Return every line of the material below that contains the string "rough".

· · · · · · ·

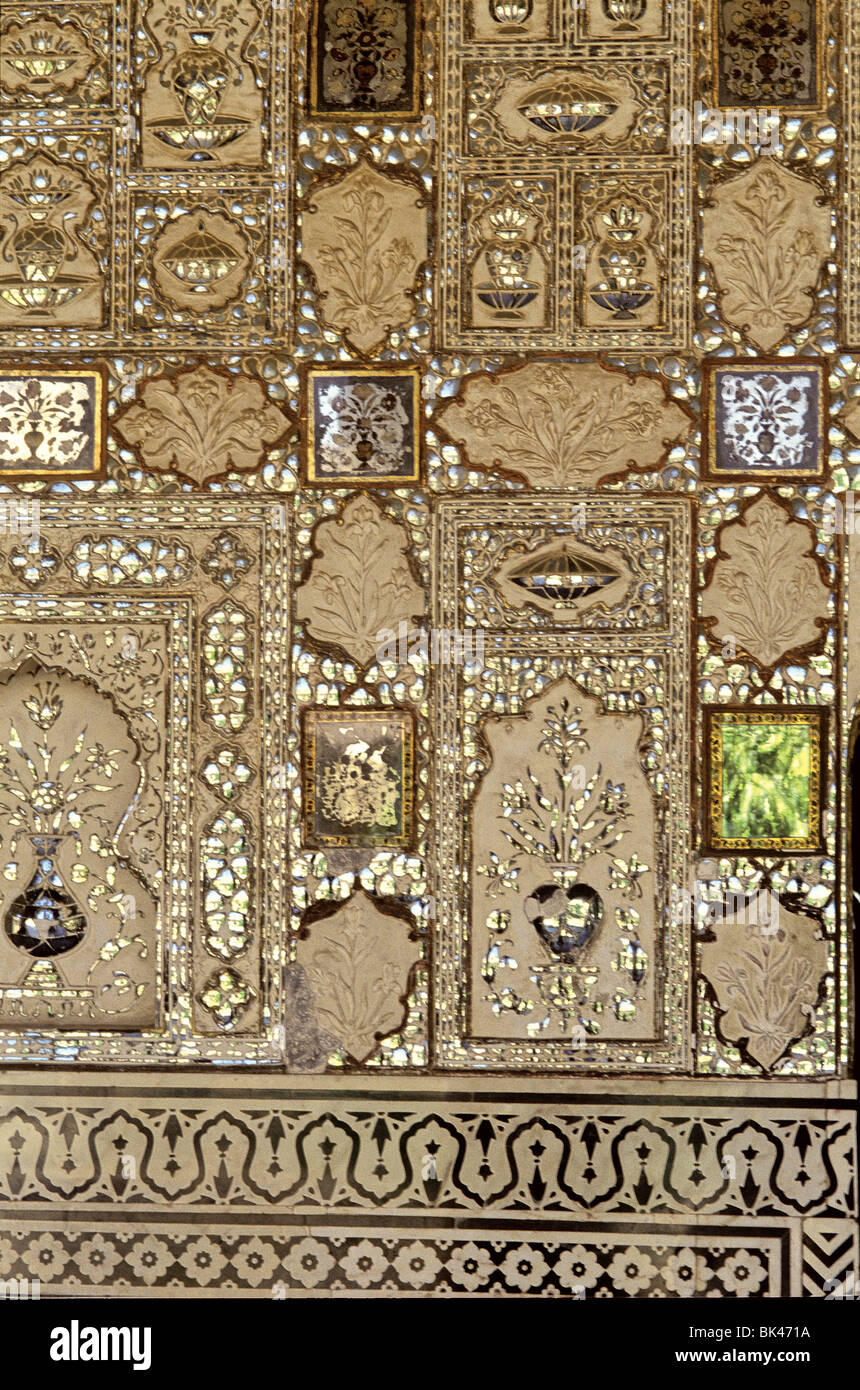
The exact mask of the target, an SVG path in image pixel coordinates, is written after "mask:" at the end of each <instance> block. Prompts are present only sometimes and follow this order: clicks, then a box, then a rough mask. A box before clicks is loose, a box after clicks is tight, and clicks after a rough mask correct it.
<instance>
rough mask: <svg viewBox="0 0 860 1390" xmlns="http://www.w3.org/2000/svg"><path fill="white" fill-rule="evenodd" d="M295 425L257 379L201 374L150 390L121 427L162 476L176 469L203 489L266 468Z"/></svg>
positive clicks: (118, 422)
mask: <svg viewBox="0 0 860 1390" xmlns="http://www.w3.org/2000/svg"><path fill="white" fill-rule="evenodd" d="M288 425H289V418H288V416H286V414H285V413H283V411H282V410H281V407H279V406H276V404H275V403H274V402H272V400H270V398H268V396H267V393H265V389H264V388H263V385H261V384H260V382H258V381H253V379H251V378H250V377H233V378H229V377H225V375H222V374H221V373H217V371H213V370H211V368H210V367H195V368H193V370H192V371H183V373H178V374H176V377H174V378H160V379H157V381H150V382H147V384H146V385H144V386H143V391H142V393H140V402H138V403H135V404H132V406H129V407H128V409H126V410H124V411H122V413H121V414H119V416H118V417H117V418H115V420H114V428H115V430H117V431H118V434H119V435H121V436H122V438H124V439H126V441H128V442H129V443H132V445H135V446H136V448H138V452H139V455H140V457H142V461H143V463H144V464H146V467H149V468H154V470H156V471H157V473H167V471H171V470H175V471H178V473H181V474H182V475H183V477H188V478H192V480H193V481H195V482H196V484H197V485H201V484H204V482H208V481H210V480H211V478H217V477H220V475H221V474H224V473H226V471H228V470H229V468H232V470H235V471H236V473H247V471H249V470H251V468H256V467H258V464H260V463H261V460H263V457H264V453H265V448H267V446H268V445H272V443H274V442H275V441H276V439H279V438H281V436H282V435H283V434H285V431H286V428H288Z"/></svg>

· · · · · · ·

TASK RESULT:
The exact mask of the target, an SVG path in image pixel coordinates, is written after "mask:" at the end of each <instance> block. Prompts are present only sometimes and follow this order: clicks, then a box, then a rough mask. A box before clicks is loose, a box after clicks is tight, and clicks after a rough mask correct it.
rough mask: <svg viewBox="0 0 860 1390" xmlns="http://www.w3.org/2000/svg"><path fill="white" fill-rule="evenodd" d="M295 425L257 379L201 374L150 390L121 427L162 476L176 469L203 489L266 468Z"/></svg>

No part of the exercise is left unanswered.